§ Goal of the exercise: Give the rows below as a two-column CSV with the headers instruction and outline, one line for each row: put its text and its answer each in one quoted field, with line breaks turned into spaces. Leave the pictures out.

§ Records shown:
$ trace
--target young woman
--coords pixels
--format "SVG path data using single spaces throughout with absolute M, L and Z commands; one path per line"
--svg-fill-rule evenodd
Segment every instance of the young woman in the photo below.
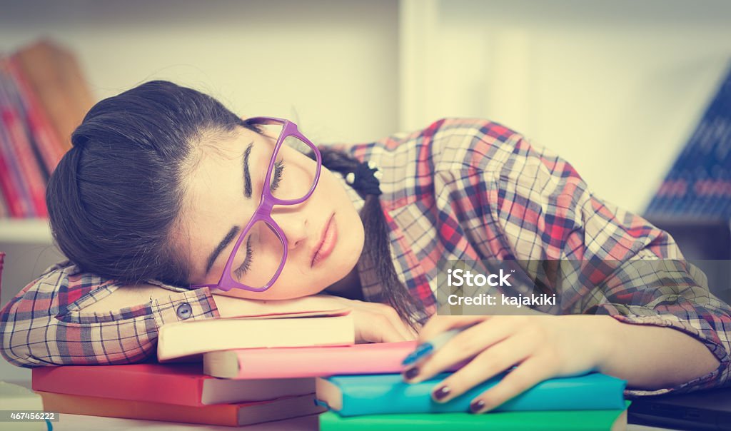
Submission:
M 69 261 L 2 310 L 13 364 L 134 362 L 154 355 L 164 323 L 318 300 L 351 307 L 363 341 L 471 325 L 404 378 L 468 360 L 435 389 L 444 402 L 517 365 L 475 412 L 588 370 L 633 394 L 729 381 L 730 308 L 702 274 L 624 264 L 681 259 L 673 239 L 499 124 L 444 119 L 318 150 L 291 122 L 242 120 L 155 81 L 98 103 L 72 142 L 47 195 Z M 594 281 L 613 286 L 604 295 L 562 293 L 585 314 L 433 316 L 439 262 L 487 259 L 620 264 Z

§ Task answer:
instruction,outline
"$ trace --target young woman --coords pixels --format ""SVG path data using single spaces throughout with absolute M, L and Z commands; one path per line"" --svg-fill-rule evenodd Segment every instance of the young woman in the photo below. Submission:","M 69 261 L 2 310 L 13 364 L 134 362 L 154 355 L 164 323 L 318 300 L 351 307 L 363 341 L 471 325 L 404 378 L 468 360 L 435 389 L 444 402 L 517 365 L 475 412 L 588 370 L 633 394 L 729 381 L 730 308 L 702 274 L 624 264 L 681 259 L 673 239 L 499 124 L 444 119 L 318 150 L 291 122 L 242 120 L 155 81 L 98 103 L 72 142 L 47 195 Z M 594 281 L 613 286 L 604 295 L 562 293 L 585 314 L 433 316 L 439 262 L 487 259 L 620 264 Z"